• _Stored items_:
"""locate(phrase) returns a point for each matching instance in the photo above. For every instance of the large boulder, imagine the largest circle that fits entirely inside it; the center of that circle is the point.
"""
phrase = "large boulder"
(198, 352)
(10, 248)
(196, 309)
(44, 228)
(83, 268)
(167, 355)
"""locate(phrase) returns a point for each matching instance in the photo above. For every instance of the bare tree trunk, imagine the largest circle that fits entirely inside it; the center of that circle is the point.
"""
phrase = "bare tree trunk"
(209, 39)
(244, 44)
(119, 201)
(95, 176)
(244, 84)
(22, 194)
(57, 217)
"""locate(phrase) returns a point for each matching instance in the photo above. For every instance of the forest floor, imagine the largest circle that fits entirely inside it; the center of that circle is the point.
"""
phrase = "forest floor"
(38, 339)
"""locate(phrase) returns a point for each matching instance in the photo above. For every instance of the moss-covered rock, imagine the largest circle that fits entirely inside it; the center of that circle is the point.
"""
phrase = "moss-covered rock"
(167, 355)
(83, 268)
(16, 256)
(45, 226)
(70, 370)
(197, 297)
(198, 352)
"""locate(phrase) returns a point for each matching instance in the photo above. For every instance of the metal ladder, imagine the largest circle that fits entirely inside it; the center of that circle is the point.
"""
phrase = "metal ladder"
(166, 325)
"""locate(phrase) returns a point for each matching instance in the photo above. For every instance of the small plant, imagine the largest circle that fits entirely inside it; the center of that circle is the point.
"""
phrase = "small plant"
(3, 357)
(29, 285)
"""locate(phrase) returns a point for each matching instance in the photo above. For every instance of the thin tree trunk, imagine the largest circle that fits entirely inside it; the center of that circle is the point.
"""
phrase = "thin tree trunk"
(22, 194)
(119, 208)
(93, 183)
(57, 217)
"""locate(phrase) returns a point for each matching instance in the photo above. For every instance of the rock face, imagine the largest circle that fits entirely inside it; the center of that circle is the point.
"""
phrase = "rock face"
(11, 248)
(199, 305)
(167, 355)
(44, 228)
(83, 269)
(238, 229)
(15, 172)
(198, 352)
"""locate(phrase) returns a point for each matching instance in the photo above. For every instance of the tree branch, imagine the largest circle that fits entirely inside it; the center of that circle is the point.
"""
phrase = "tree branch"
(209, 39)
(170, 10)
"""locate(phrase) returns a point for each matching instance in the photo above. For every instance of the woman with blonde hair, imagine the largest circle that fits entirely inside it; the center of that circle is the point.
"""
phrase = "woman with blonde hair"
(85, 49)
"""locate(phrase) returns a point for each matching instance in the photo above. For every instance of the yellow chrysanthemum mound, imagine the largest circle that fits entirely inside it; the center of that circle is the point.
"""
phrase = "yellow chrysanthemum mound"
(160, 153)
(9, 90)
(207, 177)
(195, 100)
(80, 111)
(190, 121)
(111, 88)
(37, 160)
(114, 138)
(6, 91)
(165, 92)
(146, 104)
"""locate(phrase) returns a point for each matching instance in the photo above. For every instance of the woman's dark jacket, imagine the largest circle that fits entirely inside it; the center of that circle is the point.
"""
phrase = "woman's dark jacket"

• _What this task involves_:
Return the data in full, exactly as it appears above.

• _Solution to this problem_:
"""locate(phrase) returns a point for each matching instance in the photo above. For every instance of the large boulder, imagine the largest circle that fits entirely inside it; the center of that circle is the point.
"""
phrase = "large boulder"
(198, 352)
(10, 248)
(196, 309)
(44, 228)
(83, 268)
(167, 355)
"""locate(phrase) returns a point for each matching instance in the photo above. For every instance of the bare tree trunk, imagine the largest circle that fits entirely inside it; the center of that circle is the point.
"""
phrase = "bare tree trunk"
(209, 39)
(244, 44)
(119, 201)
(95, 176)
(244, 84)
(22, 194)
(57, 217)
"""locate(phrase) returns a point for each matching instance in the photo above. For every instance of the forest floor, imagine the largest circle that fits entirely inside it; the center of that circle is the point.
"""
phrase = "forest floor"
(38, 339)
"""locate(phrase) returns a point for each matching instance in the photo above. For every instance of the moss-covered rock, imagine the largest circle that fits entirely inside it; the center of that circle is the point.
"""
phrase = "moss-covered rock"
(167, 355)
(83, 268)
(16, 256)
(45, 226)
(70, 370)
(197, 297)
(198, 352)
"""locate(phrase) returns a point for each matching instance in the photo above. For every instance of the metal ladder, imagine the largest circle that fits entirely inside it; the center of that circle is the point.
"""
phrase = "metal ladder"
(166, 325)
"""locate(phrase) returns a point for each matching instance in the photo above. For every instance of the small plant, imagine the largest circle that fits entirely inside it; the center of that circle is the point.
"""
phrase = "small plant"
(3, 357)
(29, 285)
"""locate(phrase) returns a point for each matching instance in the photo above. For every instance of the thin tree trunk, imagine the largest circle that fits entirely inside it; the center of that circle is the point.
"""
phrase = "thin tree trunk"
(22, 194)
(119, 208)
(93, 183)
(57, 217)
"""locate(phrase) returns a point for each matching instance in the photo above. For every instance of the rock face, imagine the largest circle that fits entirely inside it; the center of that circle is the point.
"""
phrase = "rock face"
(11, 248)
(199, 305)
(167, 355)
(44, 228)
(83, 269)
(238, 229)
(15, 172)
(198, 352)
"""locate(phrase) returns a point for each matching instance in the photo above. For every instance of the tree branch, imagine the largest circle that fits entirely inside it; the center of that circle is the point.
"""
phrase = "tree branch"
(209, 39)
(170, 10)
"""locate(phrase) returns a point for each matching instance in the photo above. For every instance of the woman with blonde hair, imagine the largest circle that fits entirely inside it; the center of that circle is the point.
"""
phrase = "woman with blonde hair"
(85, 49)
"""locate(phrase) returns a point for each matching instance in the photo above. For every instance of the yellow chrysanthemum mound, imagine the largest circle that fits entirely inside it; the center of that circle is the point.
"""
phrase = "yellow chrysanthemum mound"
(160, 153)
(9, 90)
(207, 177)
(195, 100)
(80, 111)
(190, 121)
(111, 88)
(37, 160)
(114, 138)
(6, 91)
(165, 92)
(146, 104)
"""locate(phrase) returns a point for each matching instance in the photo above. For every instance of the woman's dark jacket, imagine the largest circle that fits entirely inside it; the center of that circle is the point.
"""
phrase = "woman's dark jacket"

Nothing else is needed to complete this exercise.